# [WORK TO BE COMPLETED]
Each line below must be set down exactly; omit any image you find.

Start of THE INPUT

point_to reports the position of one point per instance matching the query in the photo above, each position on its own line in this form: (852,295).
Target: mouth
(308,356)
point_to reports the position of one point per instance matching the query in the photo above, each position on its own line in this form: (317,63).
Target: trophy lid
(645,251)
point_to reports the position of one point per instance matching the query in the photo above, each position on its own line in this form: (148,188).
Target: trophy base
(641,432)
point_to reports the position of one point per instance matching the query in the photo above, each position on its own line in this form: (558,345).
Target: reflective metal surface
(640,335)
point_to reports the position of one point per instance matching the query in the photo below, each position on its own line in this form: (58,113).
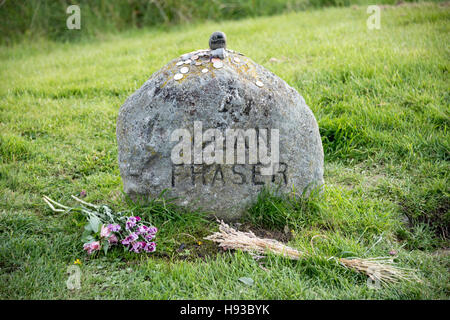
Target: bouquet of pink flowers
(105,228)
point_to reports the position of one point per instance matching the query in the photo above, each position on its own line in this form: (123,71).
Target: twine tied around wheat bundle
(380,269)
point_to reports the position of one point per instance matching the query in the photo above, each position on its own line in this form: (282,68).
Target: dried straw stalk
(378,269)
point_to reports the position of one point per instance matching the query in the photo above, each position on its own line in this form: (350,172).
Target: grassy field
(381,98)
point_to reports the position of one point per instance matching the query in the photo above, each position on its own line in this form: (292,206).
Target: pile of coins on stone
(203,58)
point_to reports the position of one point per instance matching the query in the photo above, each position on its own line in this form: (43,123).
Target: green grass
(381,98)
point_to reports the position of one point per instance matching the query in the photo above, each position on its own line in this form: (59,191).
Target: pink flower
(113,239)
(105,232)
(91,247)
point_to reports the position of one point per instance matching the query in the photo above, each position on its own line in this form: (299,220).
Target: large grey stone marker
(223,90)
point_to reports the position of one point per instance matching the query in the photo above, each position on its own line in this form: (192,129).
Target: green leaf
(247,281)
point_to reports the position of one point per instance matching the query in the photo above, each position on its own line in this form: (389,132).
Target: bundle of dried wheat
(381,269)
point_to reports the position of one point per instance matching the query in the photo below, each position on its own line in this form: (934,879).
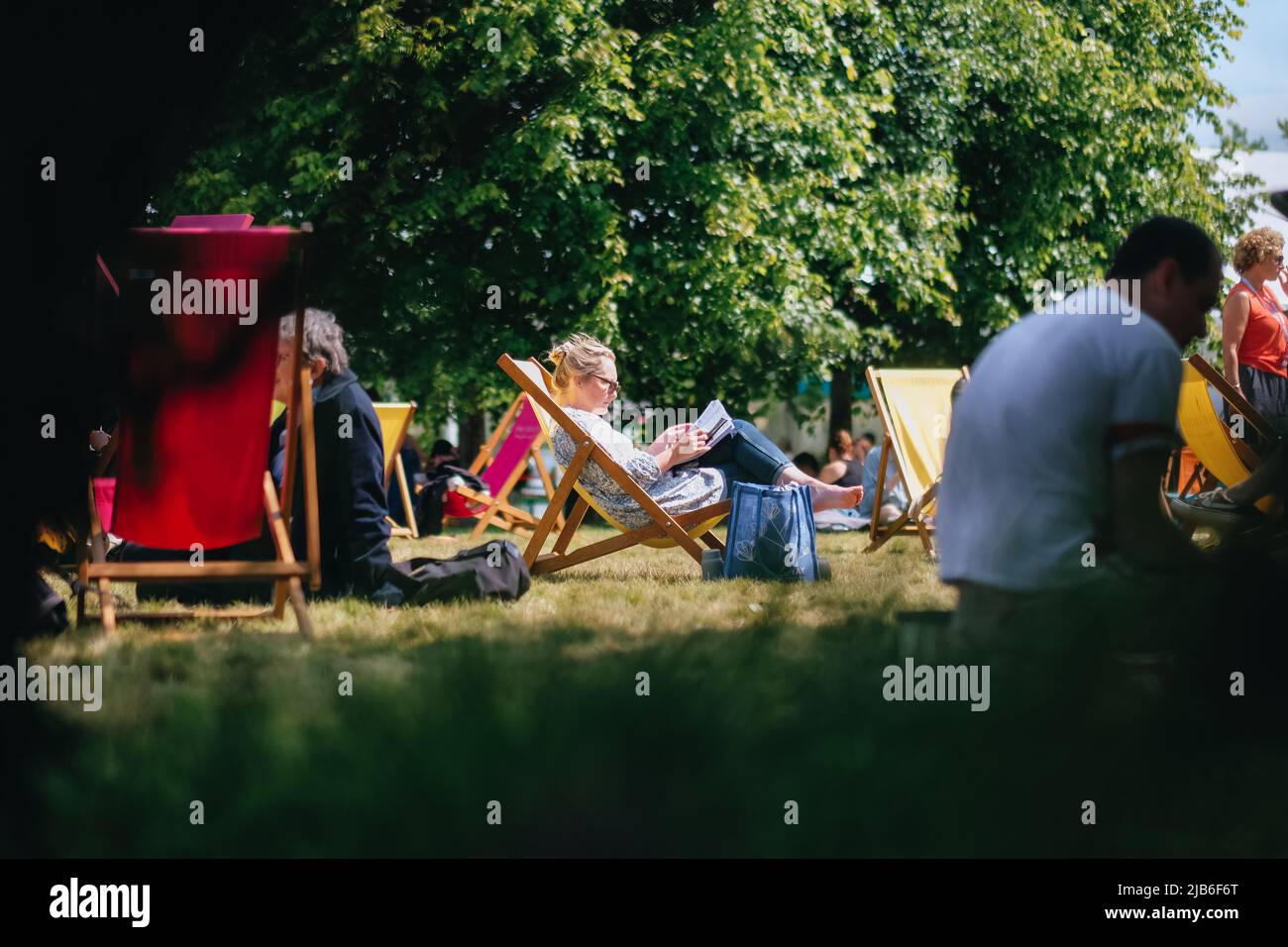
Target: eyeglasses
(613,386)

End of THE INPUT

# [WRITTEN SOLUTION]
point_to reports the position of one point per instance matching the query in the photo above, each position on its own line in this form: (852,295).
Target: mouth
(308,356)
point_to reports the position of one point per instance matching the query in the photo above, each position on its own line in this form: (317,63).
Target: trophy lid
(645,251)
point_to reports the position of one point per instance matching the query in the photo above, each position on its own line in this form: (148,188).
Target: trophy base
(641,432)
point_to reports the position of one point per instance matching the query in the photo above, each position on its own line in this form: (558,345).
Target: reflective metal surface
(640,335)
point_to reports the position of one point per instance matching the query in the photo below, each position on its own line in this form: (58,113).
Target: bouquet of pink flowers
(105,228)
point_to reports the position of one point per instance matching the query in the photo above, each position on its own line in this form: (123,71).
Target: twine tied around wheat bundle
(380,269)
point_to reports the position of one point per instance matching the query in the photo above, each position on its own line in this form: (282,68).
Target: dried straw stalk
(378,269)
point_to reports the position of one point per instance matching the query in the photo above, each position on its own line in this form: (350,172).
Target: grassy field
(381,98)
point_to reports the position of one point per instance matching the query in the photo above, each position on its own line in this form: (292,206).
Target: pile of coins on stone
(203,58)
point_to reports the position of one point per instance matching the query in the photo above, each position on its own line in this form: (43,123).
Target: green grass
(381,98)
point_to reports the position of one point per instance matching the query in the photo above, each position on its own line in this form: (59,191).
Target: pink flower
(113,239)
(105,232)
(91,247)
point_to reports the position of one point per instance matching the query in the photo above, each position on its own line in this form: (299,220).
Target: large grey stone marker
(223,90)
point_to reports the position of one point per instance matching the query in the photo above, each position on its own line in this form: (192,129).
Target: green leaf
(247,281)
point_to reports the position of one point per instance matching the query in the photo above, each position on its own line in this form: (389,132).
Target: bundle of dried wheat
(381,269)
point_to reports the position of one point per instance matching the query in the photo below, each position on its own line in this form: (934,879).
Target: eyeglasses
(613,386)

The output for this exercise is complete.